**Aim of the task**. Can you continue the research overview on extensible cyber-physical systems below, starting right after its last sentence?

**Excerpt to read**.
Extensible Cyber Physical Systems

My research focuses on design tools, programming abstractions, platforms and analytical techniques for designing and managing low latency, resilient, extensible platforms for Cyber-Physical Systems (CPS). In particular, I am interested in the application of my work to Industrial Internet of Things (IIoT) and smart city technologies. Extensibility and smartness are two pillars of these emerging paradigms. Extensibility implies the flexibility to grow or shrink with respect to the set of (1) services supported by a group of smart applications and (2) hardware resources used to provide these services while satisfying the constraints imposed by the overall cyber physical system. This flexibility is critical to create a feasible architecture that can be self-reliant over long and continuous operating conditions and can be shared by multiple CPS applications simultaneously. Smartness implies the ability to provide services that become better over time as more data become available. The ability to disseminate, process, and analyze data efficiently, scalably, and securely in real-time are crucial to achieving this vision, which has numerous benefits to society: correct and reliable smart applications, especially when deployed citywide, can improve several areas, such as traffic, health and power management. Of particular interest is the application of these techniques to smart city operations, focusing on two domains specifically: transportation and smart grid. Overall, my current research can be broken down into three related categories:

Failure Diagnostics

Understanding the failure propagation dynamics across the dynamic cyber physical architecture is crucial. For example, in one of the projects we are developing hierarchical failure propagation models for understanding failure dynamics in smart grid and using that information for online fault diagnostics and prognostics. The uniqueness of the approach is in that it does not involve complex real-time computations involving high-fidelity models, but performs reasoning using efficient graph algorithms based on the observation of various anomalies in the system. Such approaches to fault management, if successful, will improve the effectiveness of isolating failures in large-scale systems such as Smart Electric Grids, by identifying impending failure propagations, and determining the time to critical failure, which can increase the system reliability and reduce the losses accrued due to power failures.

Autonomous Recovery Techniques

In this area, I am developing robust recovery techniques to mitigate the effect of failures. However, this is challenging due to a number of reasons. First of all, the set of available physical resources that are part of the platform can change over time either due to physical constraints or due to failures or due to addition or removal of resources. Second by design the system is heterogeneous wherein different sensors and computation platform provide different resources and capabilities. Third, the system must be able to handle both internal faults as well as environmental changes while ensuring that the cyber physical application properties and requirements including strict timing requirements are met. Our approach to this problem to date has led to the development of a novel two level mitigation approach called reflex and healing. The first level of mitigation is provided by preprogrammed distributed agents called reflex engines. A reflex engine uses a preprogrammed timed state machine to deliver reactive and possibly preemptive action in response to expiry of time and/or system events. These engines are often arranged in a hierarchical management structure, where in the control moves to upper layer if the faults cannot be arrested at a lower layer. The healing layer is a system level mitigation capability. In a recent project, we have developed techniques to use the goals of the system and a function decomposition tree to dynamically search for alternative solutions based on security and resource constraints and then reconfigure the system accordingly within the temporal deadlines.

**Material shown**.
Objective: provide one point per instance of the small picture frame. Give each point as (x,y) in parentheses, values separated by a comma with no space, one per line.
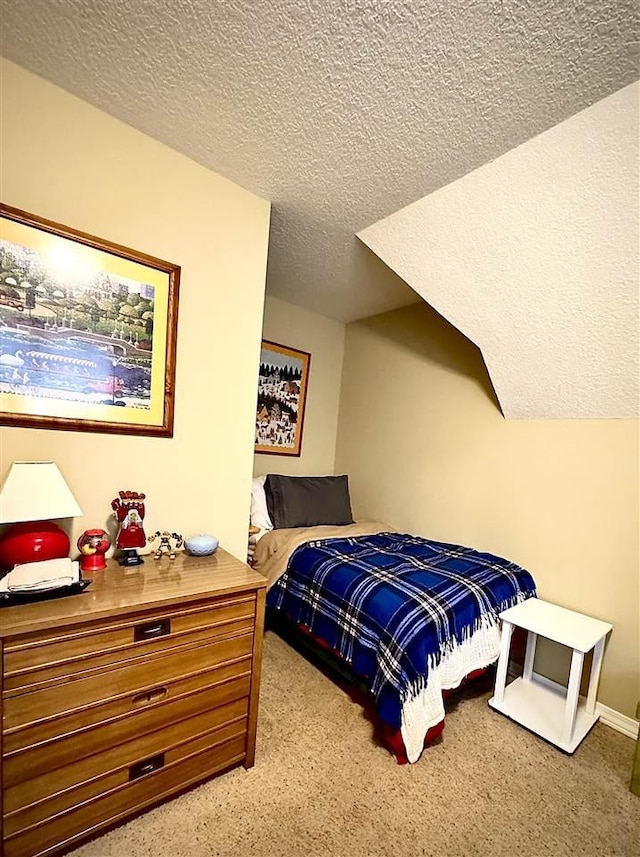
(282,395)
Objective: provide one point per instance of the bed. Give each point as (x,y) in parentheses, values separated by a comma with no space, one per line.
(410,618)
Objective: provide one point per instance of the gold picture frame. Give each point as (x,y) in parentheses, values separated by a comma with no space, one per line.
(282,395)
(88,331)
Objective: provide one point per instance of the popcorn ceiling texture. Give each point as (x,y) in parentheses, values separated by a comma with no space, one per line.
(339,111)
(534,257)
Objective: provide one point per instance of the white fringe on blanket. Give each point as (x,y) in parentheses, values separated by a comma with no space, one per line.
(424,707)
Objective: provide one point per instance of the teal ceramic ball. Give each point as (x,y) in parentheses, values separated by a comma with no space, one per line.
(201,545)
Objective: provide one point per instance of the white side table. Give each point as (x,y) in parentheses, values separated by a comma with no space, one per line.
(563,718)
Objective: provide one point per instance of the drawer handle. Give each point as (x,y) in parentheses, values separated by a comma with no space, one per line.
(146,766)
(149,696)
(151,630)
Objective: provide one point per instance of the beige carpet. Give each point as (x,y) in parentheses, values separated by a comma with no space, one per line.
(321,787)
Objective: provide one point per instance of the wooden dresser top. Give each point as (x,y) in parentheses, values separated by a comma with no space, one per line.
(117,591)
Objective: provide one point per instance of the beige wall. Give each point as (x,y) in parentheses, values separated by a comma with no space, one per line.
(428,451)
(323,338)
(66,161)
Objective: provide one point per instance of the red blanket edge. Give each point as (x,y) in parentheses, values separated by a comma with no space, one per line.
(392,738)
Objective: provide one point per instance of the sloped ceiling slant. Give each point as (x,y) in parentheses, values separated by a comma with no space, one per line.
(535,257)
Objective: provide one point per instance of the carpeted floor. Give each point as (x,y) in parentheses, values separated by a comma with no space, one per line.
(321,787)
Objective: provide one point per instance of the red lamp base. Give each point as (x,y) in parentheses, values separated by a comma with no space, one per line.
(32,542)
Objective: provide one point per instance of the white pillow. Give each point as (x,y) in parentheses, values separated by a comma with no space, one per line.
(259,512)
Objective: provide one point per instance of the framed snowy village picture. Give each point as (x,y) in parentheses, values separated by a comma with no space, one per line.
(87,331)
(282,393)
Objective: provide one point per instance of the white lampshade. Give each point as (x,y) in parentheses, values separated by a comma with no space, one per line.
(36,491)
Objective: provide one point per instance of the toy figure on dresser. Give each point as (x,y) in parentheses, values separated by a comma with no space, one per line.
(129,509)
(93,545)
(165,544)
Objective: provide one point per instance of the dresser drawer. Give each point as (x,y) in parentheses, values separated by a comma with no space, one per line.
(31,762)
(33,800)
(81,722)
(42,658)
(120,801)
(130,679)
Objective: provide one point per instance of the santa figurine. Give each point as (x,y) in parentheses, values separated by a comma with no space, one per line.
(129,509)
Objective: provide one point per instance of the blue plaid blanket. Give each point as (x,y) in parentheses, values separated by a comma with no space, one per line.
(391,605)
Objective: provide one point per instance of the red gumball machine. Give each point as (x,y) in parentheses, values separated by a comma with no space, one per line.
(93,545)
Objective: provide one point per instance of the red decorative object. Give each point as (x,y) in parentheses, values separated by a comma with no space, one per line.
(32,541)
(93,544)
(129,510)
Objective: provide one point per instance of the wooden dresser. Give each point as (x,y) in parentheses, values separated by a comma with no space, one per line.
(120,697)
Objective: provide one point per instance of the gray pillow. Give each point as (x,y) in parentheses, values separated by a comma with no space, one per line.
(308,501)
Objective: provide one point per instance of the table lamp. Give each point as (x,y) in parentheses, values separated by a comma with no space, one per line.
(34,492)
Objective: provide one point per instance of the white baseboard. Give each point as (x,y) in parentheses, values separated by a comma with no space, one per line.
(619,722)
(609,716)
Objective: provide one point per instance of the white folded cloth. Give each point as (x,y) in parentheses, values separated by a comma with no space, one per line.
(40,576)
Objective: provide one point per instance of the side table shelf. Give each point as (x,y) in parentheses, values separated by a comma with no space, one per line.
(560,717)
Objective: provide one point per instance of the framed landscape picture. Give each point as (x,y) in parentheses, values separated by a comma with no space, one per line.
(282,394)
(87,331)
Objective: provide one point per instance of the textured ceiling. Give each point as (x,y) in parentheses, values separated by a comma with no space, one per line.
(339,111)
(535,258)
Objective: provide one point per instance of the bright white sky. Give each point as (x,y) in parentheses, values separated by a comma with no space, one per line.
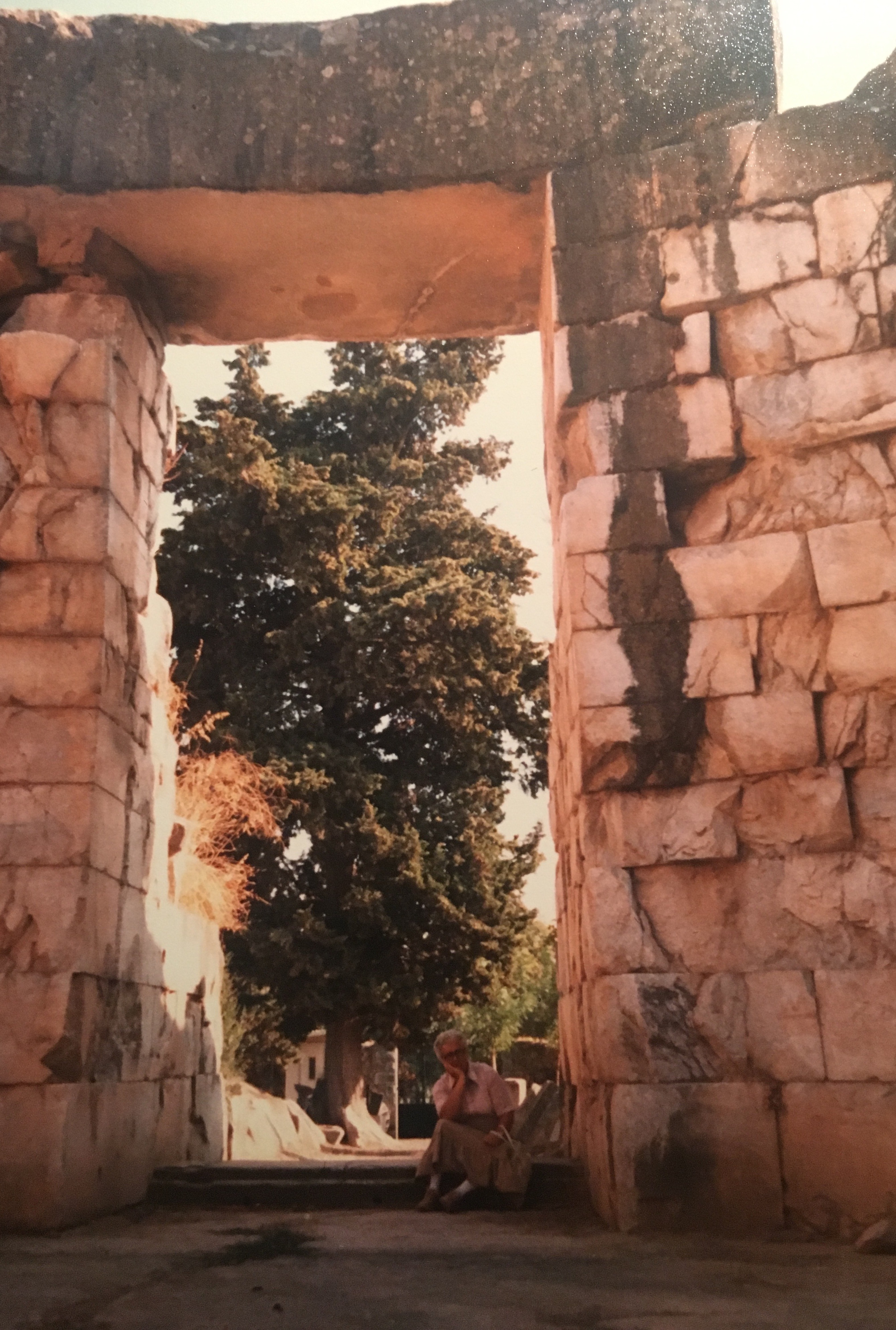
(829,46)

**Response area**.
Resilient Platform and Robust Programming Abstractions

There are a number of challenges that need to be overcome in order to be able to transition to a scalable distributed architecture that can be used as the foundation for building these next generation extensible smart systems. One of the fundamental challenges is ensuring correctness of the applications as they operate in the physical environment. Given the dynamic nature of the system, we cannot rely on adhoc development strategies. My research has been focused on developing robust design patterns and platform abstractions that help in both correct by construction design and applications and correct integration and operation of multiple applications together. Key contributions include a robust component model for building cyber-physical applications, and spatial and temporal separation among the different system components, guaranteeing fault isolation. Another important challenge is to ensure privacy and security. For that, we have developed mechanisms to encorce fine-grained privileges across a distributed and dynamic platform for controlling access to system services and a novel Multi-Level Security (MLS) information sharing policy across applications.

An extension of this framework currently under research and development is the CHARIOT (Cyber-pHysical Application aRchItecture with Objective-based reconfiguraTion) framework. It provides a universal cyber-physical component model that allows distributed CPS applications to be constructed using software components and hardware devices without being tied down to any specific platform or middleware. This solves one of the key problems facing the IIoT - integration of heterogeneous subsystems. A unique aspect of CHARIOT is that it allows the system to be described using a modular objective decomposition approach, where in each objective is mapped to one or more data workflows. This function to component association enables us to assess the impact of individual failures on the system objectives and reconfigure the system at runtime.